= Task instructions =
1. Answer these questions about the Center Stage season announcement, one answer per line, marked like the questions.
(a) Who is named as the theater's new artistic director?
(b) Who adapted An Enemy of the People?
(c) Which actor stars in the play about Edgar Allan Poe?
2. Reproduce everything from "Center Stage announced" down to "the video above." in the Center Stage season announcement, substituting "playhouse" for each "auditorium".
3. Extend the Center Stage season announcement past its final sentence, carrying on in the same style.

Center Stage announced this week its 2012-2013. It’s the first season for Kwame Kwei-Armah, the theater’s new artistic director, and it’s Center Stage’s 50th Anniversary Season.
The theater aims to be a focal point for art as a catalyst for debate. “We hope that when you leave a show, whether you have loved it or not, you will have been exposed to an idea, an emotion, or an experience that will stay with you long after you have left the auditorium,” it reads on the Center Stage website.
A special treat? One of the plays on the schedule is written by Kwei-Armah, who talks about the season in the video above.
See the schedule at the jump.
An Enemy of the People
By Henrik Ibsen
Adapted by Arthur Miller
Directed by Kwame Kwei-Armah
Sep 19–Oct 21
American icon Arthur Miller (The Price) takes on Ibsen’s classic conundrum, pitting brother against brother and a community against itself. Just in time for election season comes this riveting saga that asks, does the good of some outweigh the good of the rest?
The Completely Fictional—Utterly True—Final Strange Tale of
Edgar Allan Poe
By Stephen Thorne
For Trinity Repertory Company
Directed by Curt Columbus
Oct 17 – Nov 25
Hometown favorite Bruce Nelson stars in this tale of the morbid life and mysterious final days of Baltimore’s treasured emblem of oddness, E.A. Poe. By turns a madcap vaudeville and a touching examination of artistic aspiration, this new script playfully and poignantly adds up the sum of a life lived.

= Information supplied =
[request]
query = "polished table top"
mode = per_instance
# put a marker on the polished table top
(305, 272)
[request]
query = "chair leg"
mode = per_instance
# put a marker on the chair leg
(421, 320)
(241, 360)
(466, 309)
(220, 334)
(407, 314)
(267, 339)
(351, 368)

= Set of answers =
1.
(a) Kwame Kwei-Armah
(b) Arthur Miller
(c) Bruce Nelson

2.
Center Stage announced this week its 2012-2013. It’s the first season for Kwame Kwei-Armah, the theater’s new artistic director, and it’s Center Stage’s 50th Anniversary Season.
The theater aims to be a focal point for art as a catalyst for debate. “We hope that when you leave a show, whether you have loved it or not, you will have been exposed to an idea, an emotion, or an experience that will stay with you long after you have left the playhouse,” it reads on the Center Stage website.
A special treat? One of the plays on the schedule is written by Kwei-Armah, who talks about the season in the video above.

3.
TBA
The Mountaintop
By Katori Hall
Directed by Kwame Kwei-Armah
Jan 9 – Feb 24
The Lorraine Hotel. April, 1968. In room 306, Dr. King unwinds and prepares. A visit from a hotel maid offers welcome diversion and a challenging new perspective—but also raises profound and surprising questions. Already a worldwide sensation, recently hailed in a star-studded Broadway production, Katori Hall’s sensitive new play gets its first showing for Baltimore audiences.
Mud Blue Sky
World Premiere
By Marisa Wegrzyn
Directed by Susanna Gellert
Mar 6 – Apr 14
Work, motherhood, missed connections, and prom night form the backdrop for Marisa Wegrzyn’s tender, funny new play. In a nondescript hotel room near O’Hare Airport, three flight attendants and an unlikely fourth companion poise on the brink of looking back and moving ahead.
The Raisin Cycle (Playing in rotating repertory)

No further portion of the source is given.